### [DATA]
= Beginning of Section =
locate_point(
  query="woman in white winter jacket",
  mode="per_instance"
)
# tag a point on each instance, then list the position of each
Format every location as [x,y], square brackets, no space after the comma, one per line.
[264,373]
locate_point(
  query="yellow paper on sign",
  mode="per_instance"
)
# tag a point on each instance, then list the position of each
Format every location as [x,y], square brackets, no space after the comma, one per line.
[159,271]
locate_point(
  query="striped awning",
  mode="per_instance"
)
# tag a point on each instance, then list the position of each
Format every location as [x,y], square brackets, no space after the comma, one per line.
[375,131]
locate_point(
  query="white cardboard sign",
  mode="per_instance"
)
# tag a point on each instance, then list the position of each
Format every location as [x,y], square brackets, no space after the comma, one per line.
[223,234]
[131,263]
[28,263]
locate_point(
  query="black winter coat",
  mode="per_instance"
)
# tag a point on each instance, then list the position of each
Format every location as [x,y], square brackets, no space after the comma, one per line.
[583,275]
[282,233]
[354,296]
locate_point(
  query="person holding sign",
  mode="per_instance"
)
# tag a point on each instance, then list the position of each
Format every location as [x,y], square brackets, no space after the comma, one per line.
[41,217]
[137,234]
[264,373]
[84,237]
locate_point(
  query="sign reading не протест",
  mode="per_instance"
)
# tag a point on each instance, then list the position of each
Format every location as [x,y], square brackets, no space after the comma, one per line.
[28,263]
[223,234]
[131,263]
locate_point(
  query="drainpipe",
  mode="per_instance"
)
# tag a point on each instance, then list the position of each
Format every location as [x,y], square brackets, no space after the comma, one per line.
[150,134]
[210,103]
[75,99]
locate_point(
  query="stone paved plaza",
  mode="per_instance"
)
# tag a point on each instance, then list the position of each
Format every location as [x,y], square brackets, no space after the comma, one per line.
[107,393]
= End of Section =
### [INSTRUCTIONS TO FOLLOW]
Each line of the listing above should be output exactly.

### [RESPONSE TO THE EXERCISE]
locate_point(
  query="woman in white winter jacket",
  mode="per_instance"
)
# tag a point on each instance, then list the position of each
Format every location as [x,y], square brackets, no space after the comma, one per line.
[264,373]
locate_point(
  query="yellow paper on sign",
  mode="per_instance"
)
# tag a point on each instance, then list the position of each
Format every location as [x,y], square brackets, no space after the comma, one per line.
[159,271]
locate_point(
  query="striped awning",
  mode="per_instance"
)
# tag a point on each instance, then list the position of each
Format every location as [x,y], square brackets, no space after the comma, one per line.
[375,131]
locate_point(
  query="white cardboard sign",
  mode="per_instance"
)
# tag a point on each instance, then list the position of each
Format every location as [x,y], square brackets, no space after the comma, one per line.
[223,234]
[131,263]
[28,263]
locate_point(
  query="black winter coat",
  mode="per_instance"
)
# tag a point on each instance, then list the position of each
Format every location as [x,y], square brackets, no space after the comma, one per line.
[583,275]
[282,233]
[354,296]
locate_point(
  query="person holding sign",
  mode="per_instance"
)
# tag a point on each instance, then list the position of each
Format every location as [x,y], square brackets, no space after the comma, one per line.
[41,217]
[137,234]
[264,373]
[84,237]
locate_point(
  query="sign reading не протест",
  mode="per_instance"
)
# tag a point on each instance, then list the position of each
Format every location as [x,y], square brackets, no space after the comma, one per line.
[28,263]
[223,234]
[131,263]
locate_point(
  query="drainpipe",
  mode="per_instance"
)
# tag a point on each instance, then list the position of each
Format every location as [x,y], square brackets, no space after the comma, one per line.
[150,134]
[210,103]
[75,99]
locate_point(
  query="stone paved plaza",
  mode="per_instance"
)
# tag a point on each instance, then list the position of each
Format every location as [x,y], square brackets, no space after the comma, one per line.
[107,393]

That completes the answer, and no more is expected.